→ RECORDS SUPPLIED:

= = = = =

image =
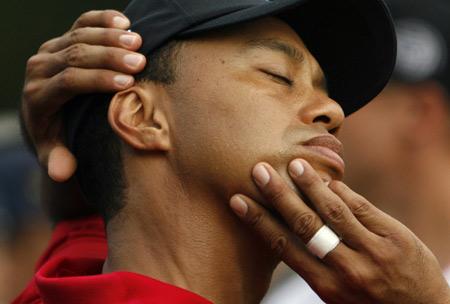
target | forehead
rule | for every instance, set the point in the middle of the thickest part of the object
(268, 34)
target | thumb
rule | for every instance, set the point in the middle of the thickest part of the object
(61, 163)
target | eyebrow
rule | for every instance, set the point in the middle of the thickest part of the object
(288, 50)
(278, 46)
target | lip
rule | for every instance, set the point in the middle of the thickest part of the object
(328, 147)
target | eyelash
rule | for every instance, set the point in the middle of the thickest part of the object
(278, 77)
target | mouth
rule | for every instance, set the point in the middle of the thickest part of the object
(328, 148)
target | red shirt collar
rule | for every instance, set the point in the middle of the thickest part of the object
(77, 281)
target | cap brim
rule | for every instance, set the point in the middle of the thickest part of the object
(353, 41)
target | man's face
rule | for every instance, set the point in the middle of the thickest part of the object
(249, 94)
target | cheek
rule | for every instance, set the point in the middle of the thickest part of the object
(222, 135)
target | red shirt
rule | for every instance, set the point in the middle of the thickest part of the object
(69, 272)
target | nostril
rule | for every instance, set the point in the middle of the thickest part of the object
(334, 131)
(322, 118)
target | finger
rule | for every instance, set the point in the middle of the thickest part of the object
(94, 36)
(105, 18)
(371, 217)
(57, 90)
(329, 206)
(61, 162)
(86, 57)
(278, 238)
(300, 218)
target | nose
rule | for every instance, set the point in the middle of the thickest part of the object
(323, 111)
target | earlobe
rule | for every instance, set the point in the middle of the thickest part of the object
(137, 116)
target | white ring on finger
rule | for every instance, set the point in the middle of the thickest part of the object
(323, 242)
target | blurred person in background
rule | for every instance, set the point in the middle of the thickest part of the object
(403, 163)
(24, 229)
(87, 88)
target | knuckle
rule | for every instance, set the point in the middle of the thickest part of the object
(30, 89)
(335, 212)
(360, 207)
(74, 36)
(277, 193)
(74, 54)
(354, 276)
(33, 62)
(44, 47)
(304, 225)
(256, 220)
(66, 78)
(278, 244)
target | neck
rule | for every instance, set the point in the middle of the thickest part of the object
(188, 239)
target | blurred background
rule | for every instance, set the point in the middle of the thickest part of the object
(24, 230)
(397, 148)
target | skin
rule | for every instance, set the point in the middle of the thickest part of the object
(96, 54)
(405, 168)
(205, 134)
(341, 277)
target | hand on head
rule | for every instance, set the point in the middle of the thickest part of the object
(96, 55)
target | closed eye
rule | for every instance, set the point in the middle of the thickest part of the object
(279, 78)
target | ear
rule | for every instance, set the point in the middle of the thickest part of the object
(137, 116)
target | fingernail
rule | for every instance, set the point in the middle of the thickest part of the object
(296, 168)
(133, 60)
(121, 22)
(239, 206)
(123, 80)
(128, 40)
(261, 175)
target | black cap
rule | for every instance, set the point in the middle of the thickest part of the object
(423, 32)
(353, 40)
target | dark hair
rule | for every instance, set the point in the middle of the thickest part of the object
(98, 149)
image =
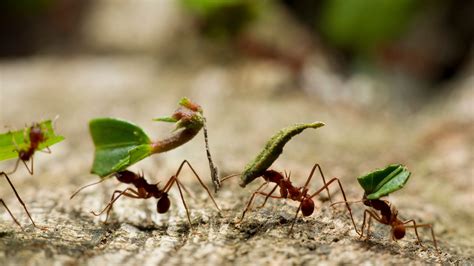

= = = = =

Reproduce all of the entries above line for line, without the pictures.

→ SOLUTION TO THIS PROBLEM:
image =
target | forehead
rule | for every instance, set the point in the middle of the thickest part of the object
(268, 34)
target | thumb
rule | for every instance, set the point in the middle of the thickest part of the object
(61, 163)
target | eyebrow
rule | for every instance, set the point in the middle of the thickest part of the object
(288, 50)
(278, 46)
target | lip
rule | for every instance, set the point in the middle of the thickest part of the object
(328, 147)
target | eyelash
rule | for every instance, set the point in the middle of the thickest part of the object
(278, 77)
target | mouth
rule | for every instance, set the point in the middle of the thickest part of the object
(328, 148)
target | red shirt collar
rule | for every instance, set the point in the middle of the thickest part of the object
(77, 281)
target | cap brim
rule | for every instance, set the point in the middle of the thickest part of the object
(353, 41)
target | man's face
rule | for every instance, set the point in the middle of the thickest part of the object
(249, 94)
target | cheek
rule | for every instance, set the point in the middle of the thickest part of the object
(222, 135)
target | red shirt
rule | for every instance, set the point in the middle of the thickest part of the object
(69, 272)
target | nostril
rule | for every instance, set the point in the middle of the thickest part of the object
(334, 131)
(322, 118)
target | finger
rule | for every instance, set the point in the middle of the thickest part of the object
(94, 36)
(105, 18)
(371, 217)
(57, 90)
(329, 206)
(61, 162)
(86, 57)
(278, 238)
(300, 218)
target | nose
rule | for every instance, set the point in the middle of the thickest part of the object
(323, 111)
target | earlobe
rule | for every instance, set the point in the middle of the thickest part of the object
(137, 116)
target | white ring on finger
rule | for every instance, set the point in the middle of the thickest part of the object
(323, 242)
target | blurred person in background
rule | for every instance, set the point in the middle of the thickest part of the object
(403, 163)
(24, 229)
(87, 88)
target | knuckle
rule | for every instance, set the point in the middle of the thickest part of the object
(30, 89)
(335, 212)
(360, 207)
(74, 36)
(277, 193)
(74, 54)
(354, 276)
(33, 62)
(44, 47)
(304, 225)
(256, 220)
(66, 78)
(278, 244)
target | neck
rule | for every instance, set the point in the middle of the thickest part of the object
(188, 239)
target | blurred background
rule | for every instance, set the point in the middle of the thickest part of the object
(24, 230)
(397, 148)
target | skin
rule | for every instance, set the point in the middle of the thickest part of the object
(96, 54)
(405, 168)
(205, 134)
(341, 277)
target | hand on head
rule | for every instance, set the point in the middle of the thickest part of the object
(96, 55)
target | closed eye
rule | for every instance, set the point in the middle of the thickest part of the object
(279, 78)
target | ear
rule | for every instance, set the point in the middle of the thickest part of the object
(137, 116)
target | fingernail
rule | for every instance, set the point in the middle of the thickest part of the object
(296, 168)
(133, 60)
(121, 22)
(239, 206)
(123, 80)
(128, 40)
(261, 175)
target | black cap
rule | for every instance, set the point in the middle of the thickest part of the object
(423, 32)
(353, 40)
target | dark hair
rule | for every instance, set the point in the middle of the thickest part of the object
(98, 149)
image =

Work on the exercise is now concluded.